### What you should do
Reproduce, word for word, every line starting at the line that contains "locate: concrete pillar" and ending with the final line of the entries.

### Records

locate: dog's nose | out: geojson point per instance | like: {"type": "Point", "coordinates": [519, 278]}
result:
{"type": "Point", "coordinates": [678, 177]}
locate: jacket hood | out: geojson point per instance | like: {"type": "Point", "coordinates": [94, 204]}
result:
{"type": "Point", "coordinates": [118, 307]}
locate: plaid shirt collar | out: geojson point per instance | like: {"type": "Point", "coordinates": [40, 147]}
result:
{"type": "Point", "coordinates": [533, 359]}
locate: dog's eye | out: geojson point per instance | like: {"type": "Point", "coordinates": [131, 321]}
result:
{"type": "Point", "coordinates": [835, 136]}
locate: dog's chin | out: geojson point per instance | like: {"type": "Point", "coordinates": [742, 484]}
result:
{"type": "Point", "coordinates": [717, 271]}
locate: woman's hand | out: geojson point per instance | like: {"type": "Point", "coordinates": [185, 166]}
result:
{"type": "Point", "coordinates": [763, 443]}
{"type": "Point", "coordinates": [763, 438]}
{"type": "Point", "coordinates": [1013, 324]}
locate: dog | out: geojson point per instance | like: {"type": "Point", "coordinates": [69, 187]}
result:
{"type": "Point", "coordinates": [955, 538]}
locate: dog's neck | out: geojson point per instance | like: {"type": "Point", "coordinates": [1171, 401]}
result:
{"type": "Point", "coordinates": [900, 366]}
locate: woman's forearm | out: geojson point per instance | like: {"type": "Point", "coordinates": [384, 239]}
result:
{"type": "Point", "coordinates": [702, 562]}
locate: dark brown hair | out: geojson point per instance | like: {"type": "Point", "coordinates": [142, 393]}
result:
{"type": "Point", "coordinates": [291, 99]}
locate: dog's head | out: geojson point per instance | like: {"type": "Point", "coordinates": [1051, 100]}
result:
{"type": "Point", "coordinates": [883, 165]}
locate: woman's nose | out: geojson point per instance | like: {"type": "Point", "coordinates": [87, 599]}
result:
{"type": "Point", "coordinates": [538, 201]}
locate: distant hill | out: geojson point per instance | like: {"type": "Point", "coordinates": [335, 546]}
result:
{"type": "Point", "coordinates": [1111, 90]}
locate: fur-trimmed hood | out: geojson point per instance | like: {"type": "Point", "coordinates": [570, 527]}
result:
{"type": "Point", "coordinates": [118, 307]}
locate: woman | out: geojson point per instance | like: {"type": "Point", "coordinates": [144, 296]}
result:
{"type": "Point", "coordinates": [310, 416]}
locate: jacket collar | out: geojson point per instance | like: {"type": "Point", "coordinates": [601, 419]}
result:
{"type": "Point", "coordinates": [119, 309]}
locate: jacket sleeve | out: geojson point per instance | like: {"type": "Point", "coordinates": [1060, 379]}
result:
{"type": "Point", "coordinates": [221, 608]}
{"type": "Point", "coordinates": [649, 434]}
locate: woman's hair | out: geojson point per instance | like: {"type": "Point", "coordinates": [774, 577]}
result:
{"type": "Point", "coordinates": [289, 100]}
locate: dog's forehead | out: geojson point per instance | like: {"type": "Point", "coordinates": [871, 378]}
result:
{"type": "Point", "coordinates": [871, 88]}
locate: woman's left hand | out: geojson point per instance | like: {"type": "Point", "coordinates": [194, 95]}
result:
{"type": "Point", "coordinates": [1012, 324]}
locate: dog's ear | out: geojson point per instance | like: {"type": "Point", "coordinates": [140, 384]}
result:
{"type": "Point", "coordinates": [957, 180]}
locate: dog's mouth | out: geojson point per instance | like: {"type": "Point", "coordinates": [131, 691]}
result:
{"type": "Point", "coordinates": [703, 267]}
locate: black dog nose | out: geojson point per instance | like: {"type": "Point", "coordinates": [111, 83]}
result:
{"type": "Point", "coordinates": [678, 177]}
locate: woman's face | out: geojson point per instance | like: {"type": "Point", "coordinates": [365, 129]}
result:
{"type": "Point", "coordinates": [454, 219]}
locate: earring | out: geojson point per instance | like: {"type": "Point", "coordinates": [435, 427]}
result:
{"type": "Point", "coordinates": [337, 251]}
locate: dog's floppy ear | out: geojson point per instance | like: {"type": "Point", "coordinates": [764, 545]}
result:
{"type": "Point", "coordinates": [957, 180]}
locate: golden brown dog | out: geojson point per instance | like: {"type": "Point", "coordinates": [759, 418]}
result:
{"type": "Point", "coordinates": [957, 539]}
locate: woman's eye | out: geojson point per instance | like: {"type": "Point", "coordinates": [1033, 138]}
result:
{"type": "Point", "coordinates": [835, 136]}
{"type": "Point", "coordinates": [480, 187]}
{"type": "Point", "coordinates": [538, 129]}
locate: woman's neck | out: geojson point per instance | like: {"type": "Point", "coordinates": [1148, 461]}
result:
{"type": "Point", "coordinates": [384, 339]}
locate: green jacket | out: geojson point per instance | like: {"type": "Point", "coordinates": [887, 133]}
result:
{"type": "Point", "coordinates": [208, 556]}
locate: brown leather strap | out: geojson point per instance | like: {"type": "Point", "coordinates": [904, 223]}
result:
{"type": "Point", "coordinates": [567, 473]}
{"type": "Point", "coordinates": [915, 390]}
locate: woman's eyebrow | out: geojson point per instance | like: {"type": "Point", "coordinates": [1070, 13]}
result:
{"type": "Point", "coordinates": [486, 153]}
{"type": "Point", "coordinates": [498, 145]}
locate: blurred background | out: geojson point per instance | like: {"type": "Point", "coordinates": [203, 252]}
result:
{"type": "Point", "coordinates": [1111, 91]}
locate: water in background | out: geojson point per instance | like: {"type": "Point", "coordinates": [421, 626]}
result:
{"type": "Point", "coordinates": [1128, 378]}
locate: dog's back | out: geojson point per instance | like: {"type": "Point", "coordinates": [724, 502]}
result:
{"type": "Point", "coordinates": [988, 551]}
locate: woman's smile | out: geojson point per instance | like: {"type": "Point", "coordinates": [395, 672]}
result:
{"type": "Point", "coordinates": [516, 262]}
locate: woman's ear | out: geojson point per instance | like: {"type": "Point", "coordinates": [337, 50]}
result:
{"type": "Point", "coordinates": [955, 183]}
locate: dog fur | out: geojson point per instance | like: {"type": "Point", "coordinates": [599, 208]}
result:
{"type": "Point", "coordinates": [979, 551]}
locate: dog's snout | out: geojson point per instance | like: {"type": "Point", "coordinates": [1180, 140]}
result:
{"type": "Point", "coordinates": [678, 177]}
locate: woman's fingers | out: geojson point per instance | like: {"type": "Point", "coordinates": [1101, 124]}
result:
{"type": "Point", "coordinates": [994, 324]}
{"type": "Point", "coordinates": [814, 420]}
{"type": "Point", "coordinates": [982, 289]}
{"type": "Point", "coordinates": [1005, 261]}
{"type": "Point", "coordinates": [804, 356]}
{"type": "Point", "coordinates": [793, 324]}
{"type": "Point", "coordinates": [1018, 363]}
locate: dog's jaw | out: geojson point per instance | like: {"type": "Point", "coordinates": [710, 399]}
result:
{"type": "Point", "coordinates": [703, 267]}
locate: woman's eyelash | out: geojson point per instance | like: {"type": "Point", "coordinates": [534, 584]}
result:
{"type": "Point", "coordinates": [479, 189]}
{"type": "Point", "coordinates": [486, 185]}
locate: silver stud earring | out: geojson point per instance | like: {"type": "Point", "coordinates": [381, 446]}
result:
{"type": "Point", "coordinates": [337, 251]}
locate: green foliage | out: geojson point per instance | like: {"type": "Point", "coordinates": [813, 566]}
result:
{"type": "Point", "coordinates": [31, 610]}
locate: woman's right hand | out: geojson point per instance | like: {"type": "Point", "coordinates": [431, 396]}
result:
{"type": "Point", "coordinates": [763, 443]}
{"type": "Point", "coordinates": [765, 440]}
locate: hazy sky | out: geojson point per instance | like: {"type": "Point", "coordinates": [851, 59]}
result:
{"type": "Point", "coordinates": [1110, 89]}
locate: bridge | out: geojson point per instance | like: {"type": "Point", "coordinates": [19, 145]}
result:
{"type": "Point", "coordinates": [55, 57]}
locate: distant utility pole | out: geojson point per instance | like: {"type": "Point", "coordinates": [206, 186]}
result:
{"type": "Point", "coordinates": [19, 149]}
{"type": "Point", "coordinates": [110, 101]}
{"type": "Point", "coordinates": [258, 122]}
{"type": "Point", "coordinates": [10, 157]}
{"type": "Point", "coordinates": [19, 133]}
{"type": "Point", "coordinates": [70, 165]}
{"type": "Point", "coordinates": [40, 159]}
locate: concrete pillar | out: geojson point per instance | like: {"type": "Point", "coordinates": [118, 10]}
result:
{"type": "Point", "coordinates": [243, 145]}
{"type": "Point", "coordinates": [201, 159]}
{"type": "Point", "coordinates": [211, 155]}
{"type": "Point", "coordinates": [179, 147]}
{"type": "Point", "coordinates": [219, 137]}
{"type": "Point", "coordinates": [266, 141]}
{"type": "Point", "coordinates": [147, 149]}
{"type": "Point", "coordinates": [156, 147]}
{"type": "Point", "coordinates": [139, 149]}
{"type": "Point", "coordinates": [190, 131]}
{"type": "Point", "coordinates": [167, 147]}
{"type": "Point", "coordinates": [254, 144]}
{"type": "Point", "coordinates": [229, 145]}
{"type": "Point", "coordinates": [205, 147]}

### Complete response
locate: concrete pillar | out: geojson point per instance | like: {"type": "Point", "coordinates": [118, 10]}
result:
{"type": "Point", "coordinates": [243, 145]}
{"type": "Point", "coordinates": [201, 159]}
{"type": "Point", "coordinates": [211, 155]}
{"type": "Point", "coordinates": [179, 147]}
{"type": "Point", "coordinates": [219, 137]}
{"type": "Point", "coordinates": [266, 141]}
{"type": "Point", "coordinates": [147, 149]}
{"type": "Point", "coordinates": [156, 147]}
{"type": "Point", "coordinates": [139, 149]}
{"type": "Point", "coordinates": [190, 131]}
{"type": "Point", "coordinates": [167, 147]}
{"type": "Point", "coordinates": [254, 144]}
{"type": "Point", "coordinates": [229, 145]}
{"type": "Point", "coordinates": [205, 147]}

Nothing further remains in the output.